Exercise input start
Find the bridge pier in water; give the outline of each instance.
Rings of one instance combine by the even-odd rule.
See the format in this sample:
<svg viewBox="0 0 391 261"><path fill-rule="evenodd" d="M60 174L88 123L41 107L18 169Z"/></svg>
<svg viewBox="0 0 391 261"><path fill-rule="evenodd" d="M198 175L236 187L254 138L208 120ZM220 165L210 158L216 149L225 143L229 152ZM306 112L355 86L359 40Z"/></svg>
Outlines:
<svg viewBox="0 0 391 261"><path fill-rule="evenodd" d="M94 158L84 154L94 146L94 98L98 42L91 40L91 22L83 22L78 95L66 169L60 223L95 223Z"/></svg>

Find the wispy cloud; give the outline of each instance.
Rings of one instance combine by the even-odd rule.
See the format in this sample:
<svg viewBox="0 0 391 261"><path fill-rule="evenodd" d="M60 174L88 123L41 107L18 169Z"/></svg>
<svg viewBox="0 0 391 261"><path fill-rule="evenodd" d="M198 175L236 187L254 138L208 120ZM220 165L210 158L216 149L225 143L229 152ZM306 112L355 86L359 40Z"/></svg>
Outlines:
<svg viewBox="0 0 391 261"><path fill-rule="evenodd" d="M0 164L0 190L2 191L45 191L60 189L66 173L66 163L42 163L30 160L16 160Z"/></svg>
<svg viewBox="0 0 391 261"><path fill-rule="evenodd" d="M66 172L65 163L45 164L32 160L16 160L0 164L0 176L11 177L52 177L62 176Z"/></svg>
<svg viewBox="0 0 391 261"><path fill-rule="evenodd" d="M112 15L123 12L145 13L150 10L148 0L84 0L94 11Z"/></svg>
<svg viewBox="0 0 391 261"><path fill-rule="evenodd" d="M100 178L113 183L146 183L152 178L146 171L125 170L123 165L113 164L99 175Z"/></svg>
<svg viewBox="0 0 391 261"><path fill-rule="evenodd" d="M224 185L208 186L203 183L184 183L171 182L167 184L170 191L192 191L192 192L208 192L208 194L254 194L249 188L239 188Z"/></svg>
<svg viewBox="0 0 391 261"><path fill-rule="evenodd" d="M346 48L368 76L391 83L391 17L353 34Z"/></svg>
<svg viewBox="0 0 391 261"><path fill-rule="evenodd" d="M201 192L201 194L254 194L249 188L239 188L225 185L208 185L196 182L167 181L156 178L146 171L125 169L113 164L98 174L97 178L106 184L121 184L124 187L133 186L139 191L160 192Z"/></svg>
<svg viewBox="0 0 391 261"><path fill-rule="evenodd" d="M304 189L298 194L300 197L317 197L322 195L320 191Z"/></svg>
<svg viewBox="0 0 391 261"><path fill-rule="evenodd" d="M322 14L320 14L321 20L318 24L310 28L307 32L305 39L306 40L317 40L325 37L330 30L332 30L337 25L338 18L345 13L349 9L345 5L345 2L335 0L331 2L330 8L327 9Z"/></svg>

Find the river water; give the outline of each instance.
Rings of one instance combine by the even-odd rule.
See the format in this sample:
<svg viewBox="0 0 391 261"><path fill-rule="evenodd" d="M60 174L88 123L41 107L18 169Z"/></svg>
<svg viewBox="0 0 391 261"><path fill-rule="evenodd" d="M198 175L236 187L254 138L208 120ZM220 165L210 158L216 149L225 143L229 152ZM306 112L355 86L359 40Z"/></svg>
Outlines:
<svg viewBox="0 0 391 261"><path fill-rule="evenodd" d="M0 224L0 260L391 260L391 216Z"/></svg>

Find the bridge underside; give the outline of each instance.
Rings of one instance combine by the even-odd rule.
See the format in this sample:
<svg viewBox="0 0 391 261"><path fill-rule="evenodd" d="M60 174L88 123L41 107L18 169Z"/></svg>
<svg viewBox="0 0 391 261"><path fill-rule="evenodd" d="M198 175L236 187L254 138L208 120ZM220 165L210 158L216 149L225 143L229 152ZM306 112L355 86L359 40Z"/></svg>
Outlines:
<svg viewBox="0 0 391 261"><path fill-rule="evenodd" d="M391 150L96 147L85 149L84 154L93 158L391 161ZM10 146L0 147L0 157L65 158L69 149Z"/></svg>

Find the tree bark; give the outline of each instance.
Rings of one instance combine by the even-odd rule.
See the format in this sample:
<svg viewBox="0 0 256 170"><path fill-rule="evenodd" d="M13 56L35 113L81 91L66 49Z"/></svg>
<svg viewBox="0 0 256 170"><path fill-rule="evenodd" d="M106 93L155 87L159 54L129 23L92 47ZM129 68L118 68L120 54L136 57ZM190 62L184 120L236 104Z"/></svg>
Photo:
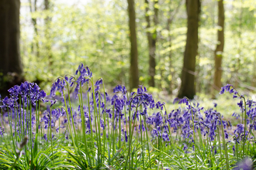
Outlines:
<svg viewBox="0 0 256 170"><path fill-rule="evenodd" d="M44 0L44 10L47 12L48 10L50 10L50 0ZM49 17L48 13L47 13L47 17L44 19L45 22L45 38L47 39L47 43L46 43L46 51L47 51L47 55L48 56L49 59L49 67L50 71L52 72L52 65L54 63L53 60L53 54L51 51L51 39L50 37L50 18Z"/></svg>
<svg viewBox="0 0 256 170"><path fill-rule="evenodd" d="M0 1L0 94L22 80L19 53L19 0Z"/></svg>
<svg viewBox="0 0 256 170"><path fill-rule="evenodd" d="M222 75L222 58L224 49L224 5L223 0L218 1L218 43L214 52L214 60L215 60L215 71L213 78L213 89L220 91L221 83L221 75Z"/></svg>
<svg viewBox="0 0 256 170"><path fill-rule="evenodd" d="M127 0L130 41L130 90L139 86L138 50L136 35L136 15L134 0Z"/></svg>
<svg viewBox="0 0 256 170"><path fill-rule="evenodd" d="M188 31L182 72L182 85L178 95L179 98L187 97L192 99L195 95L195 70L199 41L199 0L186 0Z"/></svg>
<svg viewBox="0 0 256 170"><path fill-rule="evenodd" d="M37 11L36 2L37 2L37 0L34 0L34 4L33 4L33 7L34 8L33 8L32 2L31 2L31 0L29 0L29 8L30 8L31 14L33 12L35 12ZM37 19L36 18L31 17L31 20L32 20L33 26L34 27L34 33L35 33L34 34L35 35L34 39L36 41L36 57L39 58L39 56L40 55L40 48L39 48L39 37L38 37L38 29L37 29Z"/></svg>
<svg viewBox="0 0 256 170"><path fill-rule="evenodd" d="M147 42L148 42L148 48L149 48L149 81L148 85L150 87L155 87L154 82L154 76L156 74L156 44L157 44L157 26L158 23L158 8L156 8L158 1L154 1L154 31L153 33L150 33L148 30L147 32ZM148 0L145 0L145 5L146 5L146 21L147 21L147 29L150 28L150 16L147 15L149 11L149 2Z"/></svg>

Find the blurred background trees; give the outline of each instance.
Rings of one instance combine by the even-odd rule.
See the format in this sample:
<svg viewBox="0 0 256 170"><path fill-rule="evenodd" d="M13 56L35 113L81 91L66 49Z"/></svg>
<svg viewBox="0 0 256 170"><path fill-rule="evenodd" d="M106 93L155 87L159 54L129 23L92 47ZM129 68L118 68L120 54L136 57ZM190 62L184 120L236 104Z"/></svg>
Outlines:
<svg viewBox="0 0 256 170"><path fill-rule="evenodd" d="M17 0L0 2L0 94L23 81L19 52L19 7Z"/></svg>
<svg viewBox="0 0 256 170"><path fill-rule="evenodd" d="M215 96L218 90L214 89L226 83L254 90L256 2L202 1L200 12L192 12L199 18L199 22L192 19L198 23L198 42L192 40L189 46L193 46L193 52L189 52L187 33L192 26L186 4L194 1L133 0L137 71L136 63L130 65L136 57L130 51L131 46L136 46L130 42L130 0L21 0L23 75L49 90L56 77L73 73L84 63L96 77L102 76L109 87L131 84L132 77L138 83L131 88L143 84L151 91L174 97L188 96L185 90L191 94L190 98L195 94ZM0 18L4 24L2 15ZM186 57L189 60L184 60ZM194 80L182 78L185 70L193 73Z"/></svg>

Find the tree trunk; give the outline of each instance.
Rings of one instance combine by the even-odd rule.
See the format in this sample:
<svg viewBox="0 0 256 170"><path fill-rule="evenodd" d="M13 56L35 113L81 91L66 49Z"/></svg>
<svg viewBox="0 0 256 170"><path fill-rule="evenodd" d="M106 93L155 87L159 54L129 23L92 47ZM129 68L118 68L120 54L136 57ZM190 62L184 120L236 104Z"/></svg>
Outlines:
<svg viewBox="0 0 256 170"><path fill-rule="evenodd" d="M192 99L195 95L195 70L199 41L199 0L186 0L188 31L182 72L182 86L178 95L179 98L187 97Z"/></svg>
<svg viewBox="0 0 256 170"><path fill-rule="evenodd" d="M136 36L134 0L127 0L127 2L130 41L130 90L132 90L133 88L138 88L139 86L138 50Z"/></svg>
<svg viewBox="0 0 256 170"><path fill-rule="evenodd" d="M19 53L19 0L0 1L0 94L22 80Z"/></svg>
<svg viewBox="0 0 256 170"><path fill-rule="evenodd" d="M214 52L215 60L215 71L213 78L213 89L220 91L222 75L222 58L224 49L224 5L223 0L219 0L218 2L218 43Z"/></svg>
<svg viewBox="0 0 256 170"><path fill-rule="evenodd" d="M34 0L34 4L33 4L33 7L34 8L33 8L32 2L31 2L31 0L29 0L29 8L30 8L31 14L33 12L35 12L37 11L36 2L37 2L37 0ZM35 33L35 38L34 38L34 39L36 40L36 57L39 58L40 53L40 48L39 48L39 37L38 37L38 29L37 29L37 19L36 18L31 17L31 20L32 20L33 26L34 27L34 33Z"/></svg>
<svg viewBox="0 0 256 170"><path fill-rule="evenodd" d="M149 81L148 85L150 87L155 87L155 82L154 82L154 76L156 74L156 44L157 44L157 26L158 23L158 8L156 8L158 2L154 1L154 31L153 33L150 33L149 31L147 32L147 42L148 42L148 48L149 48ZM149 29L150 28L150 16L147 15L147 12L149 11L149 2L148 0L145 0L145 5L146 5L146 21L147 22L147 29Z"/></svg>
<svg viewBox="0 0 256 170"><path fill-rule="evenodd" d="M49 17L48 14L48 10L50 10L50 0L44 0L44 10L47 12L47 17L44 19L45 22L45 38L47 39L47 43L46 43L46 51L47 51L47 55L48 56L49 59L49 67L50 70L52 72L52 65L54 63L53 61L53 54L51 52L51 39L50 37L50 18Z"/></svg>

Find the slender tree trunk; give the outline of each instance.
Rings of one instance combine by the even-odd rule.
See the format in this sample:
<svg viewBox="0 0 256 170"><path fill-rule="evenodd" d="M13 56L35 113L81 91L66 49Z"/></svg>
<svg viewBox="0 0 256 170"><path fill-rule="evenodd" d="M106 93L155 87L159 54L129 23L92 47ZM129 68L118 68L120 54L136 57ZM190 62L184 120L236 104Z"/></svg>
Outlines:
Exercise input end
__Your goal__
Express the stretch above, from the line containing "Find the blurred" through the line containing "0L0 2L0 94L23", as a JSON list of strings with one string per line and any blank lines left out.

__Full solution__
[
  "Find the blurred background trees; give the outline of each instance.",
  "Rings of one instance combine by the even-odd rule.",
  "See the format in this sample:",
  "<svg viewBox=\"0 0 256 170\"><path fill-rule=\"evenodd\" d=\"M13 56L35 113L81 91L66 49Z\"/></svg>",
  "<svg viewBox=\"0 0 256 170\"><path fill-rule=\"evenodd\" d=\"M106 93L155 87L159 54L129 23L92 47ZM129 68L118 68L120 54L136 57ZM190 62L184 120L236 104Z\"/></svg>",
  "Outlines:",
  "<svg viewBox=\"0 0 256 170\"><path fill-rule=\"evenodd\" d=\"M17 0L0 2L0 94L23 81L19 52L19 7Z\"/></svg>"
]